____ Record list

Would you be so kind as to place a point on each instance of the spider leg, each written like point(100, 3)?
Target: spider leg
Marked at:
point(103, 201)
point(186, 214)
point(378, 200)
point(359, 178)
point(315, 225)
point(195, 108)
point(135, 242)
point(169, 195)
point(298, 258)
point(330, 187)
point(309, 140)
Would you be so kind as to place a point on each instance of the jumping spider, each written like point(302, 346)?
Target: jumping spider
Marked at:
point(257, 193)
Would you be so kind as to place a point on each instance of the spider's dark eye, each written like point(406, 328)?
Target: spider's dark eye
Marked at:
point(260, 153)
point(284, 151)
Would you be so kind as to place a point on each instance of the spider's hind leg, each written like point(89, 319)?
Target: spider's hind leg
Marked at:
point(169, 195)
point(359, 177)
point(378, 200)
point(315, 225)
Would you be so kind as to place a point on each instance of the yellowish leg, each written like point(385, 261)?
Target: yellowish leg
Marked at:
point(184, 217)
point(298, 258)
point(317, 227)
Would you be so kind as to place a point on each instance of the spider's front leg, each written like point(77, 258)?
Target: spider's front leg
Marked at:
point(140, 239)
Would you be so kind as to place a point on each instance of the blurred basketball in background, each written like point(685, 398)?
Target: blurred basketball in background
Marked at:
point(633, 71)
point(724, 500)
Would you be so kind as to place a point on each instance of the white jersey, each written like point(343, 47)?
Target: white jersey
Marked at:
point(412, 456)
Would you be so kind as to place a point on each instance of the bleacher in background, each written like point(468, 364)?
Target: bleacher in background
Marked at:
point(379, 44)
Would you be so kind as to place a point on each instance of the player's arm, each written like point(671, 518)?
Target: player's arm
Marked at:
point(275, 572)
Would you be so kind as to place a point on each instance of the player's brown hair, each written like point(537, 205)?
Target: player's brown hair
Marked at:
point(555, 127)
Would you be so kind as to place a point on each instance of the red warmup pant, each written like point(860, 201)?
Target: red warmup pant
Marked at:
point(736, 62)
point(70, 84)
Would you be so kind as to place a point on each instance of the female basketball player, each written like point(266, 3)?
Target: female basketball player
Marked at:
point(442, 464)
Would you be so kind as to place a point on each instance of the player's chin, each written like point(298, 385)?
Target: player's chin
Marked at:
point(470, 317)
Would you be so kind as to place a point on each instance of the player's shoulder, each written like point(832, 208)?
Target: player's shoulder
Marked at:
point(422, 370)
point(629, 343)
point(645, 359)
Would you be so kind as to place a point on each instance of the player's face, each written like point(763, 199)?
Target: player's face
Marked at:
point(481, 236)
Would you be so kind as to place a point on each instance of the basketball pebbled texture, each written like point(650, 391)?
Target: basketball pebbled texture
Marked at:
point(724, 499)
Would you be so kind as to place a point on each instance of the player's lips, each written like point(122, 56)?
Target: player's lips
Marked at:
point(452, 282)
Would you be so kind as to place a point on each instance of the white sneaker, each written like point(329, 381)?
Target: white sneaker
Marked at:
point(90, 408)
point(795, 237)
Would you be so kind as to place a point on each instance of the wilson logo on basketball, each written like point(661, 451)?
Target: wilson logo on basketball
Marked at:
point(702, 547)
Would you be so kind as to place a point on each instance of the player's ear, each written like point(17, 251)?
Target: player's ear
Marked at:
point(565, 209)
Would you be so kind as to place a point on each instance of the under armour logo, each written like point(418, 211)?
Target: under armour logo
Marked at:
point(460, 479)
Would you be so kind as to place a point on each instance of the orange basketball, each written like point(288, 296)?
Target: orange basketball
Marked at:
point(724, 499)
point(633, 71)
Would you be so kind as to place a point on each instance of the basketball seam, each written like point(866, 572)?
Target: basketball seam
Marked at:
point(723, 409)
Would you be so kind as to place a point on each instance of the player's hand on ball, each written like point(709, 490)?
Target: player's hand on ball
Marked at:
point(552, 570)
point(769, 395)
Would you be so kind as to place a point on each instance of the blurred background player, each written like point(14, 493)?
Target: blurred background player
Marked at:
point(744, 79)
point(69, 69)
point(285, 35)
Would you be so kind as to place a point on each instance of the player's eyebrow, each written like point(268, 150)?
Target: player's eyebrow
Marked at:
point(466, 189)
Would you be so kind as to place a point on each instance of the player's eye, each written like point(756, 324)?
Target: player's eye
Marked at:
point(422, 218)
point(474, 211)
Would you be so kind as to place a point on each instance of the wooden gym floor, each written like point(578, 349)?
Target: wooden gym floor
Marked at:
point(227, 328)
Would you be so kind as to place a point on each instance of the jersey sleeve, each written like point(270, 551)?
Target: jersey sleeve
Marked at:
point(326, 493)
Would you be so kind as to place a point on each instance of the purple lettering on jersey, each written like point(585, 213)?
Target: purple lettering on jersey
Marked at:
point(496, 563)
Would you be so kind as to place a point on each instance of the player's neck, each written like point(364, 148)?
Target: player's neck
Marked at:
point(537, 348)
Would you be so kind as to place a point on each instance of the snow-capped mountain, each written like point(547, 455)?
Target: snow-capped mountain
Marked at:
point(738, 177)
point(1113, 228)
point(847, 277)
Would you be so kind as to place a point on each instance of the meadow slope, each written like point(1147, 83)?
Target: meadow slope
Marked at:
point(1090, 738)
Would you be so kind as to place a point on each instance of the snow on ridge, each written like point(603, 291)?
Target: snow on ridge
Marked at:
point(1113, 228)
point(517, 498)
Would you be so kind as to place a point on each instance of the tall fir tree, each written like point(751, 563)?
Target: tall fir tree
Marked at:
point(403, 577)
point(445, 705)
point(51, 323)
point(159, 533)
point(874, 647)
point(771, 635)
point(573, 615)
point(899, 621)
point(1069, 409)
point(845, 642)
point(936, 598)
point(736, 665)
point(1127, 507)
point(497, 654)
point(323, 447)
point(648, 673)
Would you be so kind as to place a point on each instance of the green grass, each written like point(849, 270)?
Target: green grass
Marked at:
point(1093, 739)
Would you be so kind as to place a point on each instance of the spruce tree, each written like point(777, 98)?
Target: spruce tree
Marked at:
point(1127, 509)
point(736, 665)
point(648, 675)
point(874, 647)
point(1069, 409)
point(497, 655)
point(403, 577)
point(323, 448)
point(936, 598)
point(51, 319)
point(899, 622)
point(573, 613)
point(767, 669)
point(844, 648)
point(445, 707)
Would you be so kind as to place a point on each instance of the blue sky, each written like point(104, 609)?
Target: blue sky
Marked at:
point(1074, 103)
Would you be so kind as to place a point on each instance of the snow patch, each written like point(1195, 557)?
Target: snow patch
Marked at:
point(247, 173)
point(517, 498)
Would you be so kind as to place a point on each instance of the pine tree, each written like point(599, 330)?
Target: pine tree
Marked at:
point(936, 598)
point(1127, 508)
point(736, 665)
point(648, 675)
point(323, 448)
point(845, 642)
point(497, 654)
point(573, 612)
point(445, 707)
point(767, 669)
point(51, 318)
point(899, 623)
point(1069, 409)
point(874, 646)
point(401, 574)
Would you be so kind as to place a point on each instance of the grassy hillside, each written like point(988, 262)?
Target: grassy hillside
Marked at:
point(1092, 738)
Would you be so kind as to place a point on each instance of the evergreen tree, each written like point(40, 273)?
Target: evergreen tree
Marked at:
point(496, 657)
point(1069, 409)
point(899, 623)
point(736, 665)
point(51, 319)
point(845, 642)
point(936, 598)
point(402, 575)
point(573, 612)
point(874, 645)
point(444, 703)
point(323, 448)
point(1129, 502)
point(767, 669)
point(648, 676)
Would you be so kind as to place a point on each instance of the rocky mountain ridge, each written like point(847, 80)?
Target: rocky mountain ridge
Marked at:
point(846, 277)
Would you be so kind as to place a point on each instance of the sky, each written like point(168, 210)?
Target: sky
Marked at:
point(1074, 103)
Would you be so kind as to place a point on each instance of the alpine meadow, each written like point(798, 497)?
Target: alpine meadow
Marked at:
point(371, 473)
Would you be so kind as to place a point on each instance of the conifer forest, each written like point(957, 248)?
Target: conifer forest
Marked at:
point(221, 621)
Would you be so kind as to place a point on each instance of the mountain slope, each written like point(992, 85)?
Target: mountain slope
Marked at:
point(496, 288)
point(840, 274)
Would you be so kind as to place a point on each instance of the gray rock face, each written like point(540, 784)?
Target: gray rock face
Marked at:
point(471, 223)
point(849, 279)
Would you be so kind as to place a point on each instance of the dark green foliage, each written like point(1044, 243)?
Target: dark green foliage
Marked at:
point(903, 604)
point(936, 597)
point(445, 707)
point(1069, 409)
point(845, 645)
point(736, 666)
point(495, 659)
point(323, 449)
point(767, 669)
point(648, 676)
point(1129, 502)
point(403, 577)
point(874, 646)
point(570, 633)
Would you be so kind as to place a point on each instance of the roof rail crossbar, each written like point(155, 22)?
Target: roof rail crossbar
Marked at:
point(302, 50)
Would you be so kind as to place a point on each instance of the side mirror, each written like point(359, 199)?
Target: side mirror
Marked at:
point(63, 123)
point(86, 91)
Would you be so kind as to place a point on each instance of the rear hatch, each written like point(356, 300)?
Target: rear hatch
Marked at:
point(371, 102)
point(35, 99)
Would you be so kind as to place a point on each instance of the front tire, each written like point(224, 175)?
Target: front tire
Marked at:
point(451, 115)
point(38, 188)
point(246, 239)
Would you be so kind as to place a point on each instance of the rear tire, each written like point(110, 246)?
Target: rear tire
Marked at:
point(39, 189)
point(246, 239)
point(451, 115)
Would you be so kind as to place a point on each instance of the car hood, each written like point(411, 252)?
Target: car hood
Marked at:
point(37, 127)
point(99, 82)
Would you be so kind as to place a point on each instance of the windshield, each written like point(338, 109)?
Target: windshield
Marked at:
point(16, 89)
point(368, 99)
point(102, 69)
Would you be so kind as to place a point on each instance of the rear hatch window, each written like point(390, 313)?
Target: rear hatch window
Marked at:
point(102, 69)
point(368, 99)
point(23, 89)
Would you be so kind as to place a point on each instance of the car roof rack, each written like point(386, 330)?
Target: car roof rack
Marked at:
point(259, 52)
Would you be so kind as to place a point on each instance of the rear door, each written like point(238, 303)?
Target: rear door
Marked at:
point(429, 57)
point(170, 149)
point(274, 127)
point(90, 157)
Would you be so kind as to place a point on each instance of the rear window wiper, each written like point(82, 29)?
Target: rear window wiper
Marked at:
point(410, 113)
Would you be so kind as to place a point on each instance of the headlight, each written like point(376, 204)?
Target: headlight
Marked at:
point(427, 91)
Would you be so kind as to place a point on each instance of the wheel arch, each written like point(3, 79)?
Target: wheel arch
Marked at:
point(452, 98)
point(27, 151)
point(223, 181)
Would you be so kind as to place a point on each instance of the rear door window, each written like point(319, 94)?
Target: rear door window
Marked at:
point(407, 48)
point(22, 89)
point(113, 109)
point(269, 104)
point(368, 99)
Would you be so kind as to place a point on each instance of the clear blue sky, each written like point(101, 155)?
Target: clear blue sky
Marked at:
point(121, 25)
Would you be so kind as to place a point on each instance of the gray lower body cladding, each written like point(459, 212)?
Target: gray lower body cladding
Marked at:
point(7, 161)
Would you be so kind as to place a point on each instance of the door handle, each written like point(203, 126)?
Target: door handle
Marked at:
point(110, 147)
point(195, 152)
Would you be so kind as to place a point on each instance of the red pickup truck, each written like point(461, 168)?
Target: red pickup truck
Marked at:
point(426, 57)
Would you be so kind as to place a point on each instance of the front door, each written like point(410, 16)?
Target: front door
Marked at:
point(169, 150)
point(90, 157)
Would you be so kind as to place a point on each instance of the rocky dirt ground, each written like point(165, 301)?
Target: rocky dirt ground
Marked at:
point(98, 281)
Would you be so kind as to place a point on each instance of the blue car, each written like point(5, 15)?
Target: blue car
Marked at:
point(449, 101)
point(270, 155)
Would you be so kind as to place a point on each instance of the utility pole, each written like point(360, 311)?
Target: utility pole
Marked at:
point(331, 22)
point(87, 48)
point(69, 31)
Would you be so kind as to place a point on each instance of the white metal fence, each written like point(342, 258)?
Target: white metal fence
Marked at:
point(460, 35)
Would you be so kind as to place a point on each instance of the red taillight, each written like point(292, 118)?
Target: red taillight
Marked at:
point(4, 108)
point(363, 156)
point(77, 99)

________

Problem statement: Put the lines of the data above into a JSON list of strings, one string per line and blank lines left out, covering only the stretch from the line containing "like point(122, 56)?" through the line containing "point(460, 479)".

The result:
[
  "Would you be so kind as to place a point on each instance of the player's lips, each written like point(122, 56)?",
  "Target: player's lips",
  "Marked at:",
  "point(452, 282)",
  "Would you be so kind as to place a point on each instance of the white sneaker, each written like point(329, 381)?",
  "Target: white sneaker",
  "Marked at:",
  "point(90, 408)",
  "point(795, 237)",
  "Would you be so kind as to place a point on each instance of the wilson logo on basketball, each written like point(661, 451)?",
  "Target: wilson logo on basketball",
  "Marked at:",
  "point(702, 547)",
  "Would you be so kind as to place a point on each instance of the player's ear, each written like point(17, 251)?",
  "Target: player's ear",
  "Marked at:",
  "point(565, 209)",
  "Would you be so kind as to place a point on each instance of the under armour logo, each written like point(418, 211)?",
  "Target: under armour logo",
  "Marked at:",
  "point(460, 479)"
]